* **Materials provided**:
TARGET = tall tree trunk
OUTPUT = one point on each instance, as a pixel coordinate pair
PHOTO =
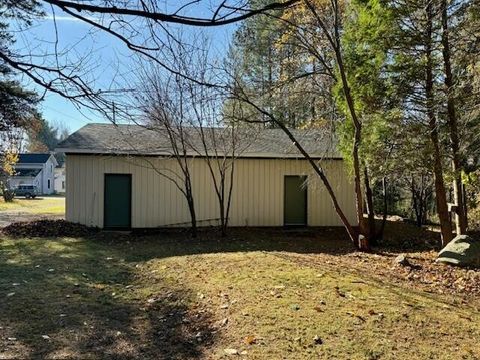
(379, 235)
(440, 193)
(416, 202)
(370, 211)
(460, 218)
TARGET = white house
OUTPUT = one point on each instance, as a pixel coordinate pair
(59, 181)
(35, 169)
(114, 180)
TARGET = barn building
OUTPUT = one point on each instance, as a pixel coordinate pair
(121, 177)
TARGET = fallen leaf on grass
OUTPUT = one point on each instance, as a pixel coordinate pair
(231, 351)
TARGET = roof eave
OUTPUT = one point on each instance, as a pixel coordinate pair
(194, 154)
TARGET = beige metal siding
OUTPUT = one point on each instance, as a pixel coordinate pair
(156, 201)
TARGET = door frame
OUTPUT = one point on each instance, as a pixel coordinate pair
(105, 202)
(305, 177)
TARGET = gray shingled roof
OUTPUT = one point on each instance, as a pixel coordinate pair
(33, 158)
(137, 140)
(27, 172)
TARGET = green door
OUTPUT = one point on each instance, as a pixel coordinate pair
(295, 204)
(117, 201)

* **Your objective**:
Retype, exactly as shown, the lines from the one with "TARGET = roof eave" through the end of the records.

* **Output of the exercise**:
TARGET = roof eave
OUTPUT = one point on each instance, as a pixel coordinate pair
(194, 154)
TARGET = beige metal siding
OUTPUT = one point on each instance, as a pixel coordinate pair
(156, 201)
TARGET = door frame
OUTPUT = one point on each instance, as a pixel coordinate pair
(105, 202)
(305, 177)
TARGET = gray shingled roof
OUTPUT = one point on each instance, as a pixel coordinate pair
(33, 158)
(137, 140)
(27, 172)
TARGET = green door
OUTPUT = one point on each instance, as a pixel coordinate pair
(295, 204)
(117, 201)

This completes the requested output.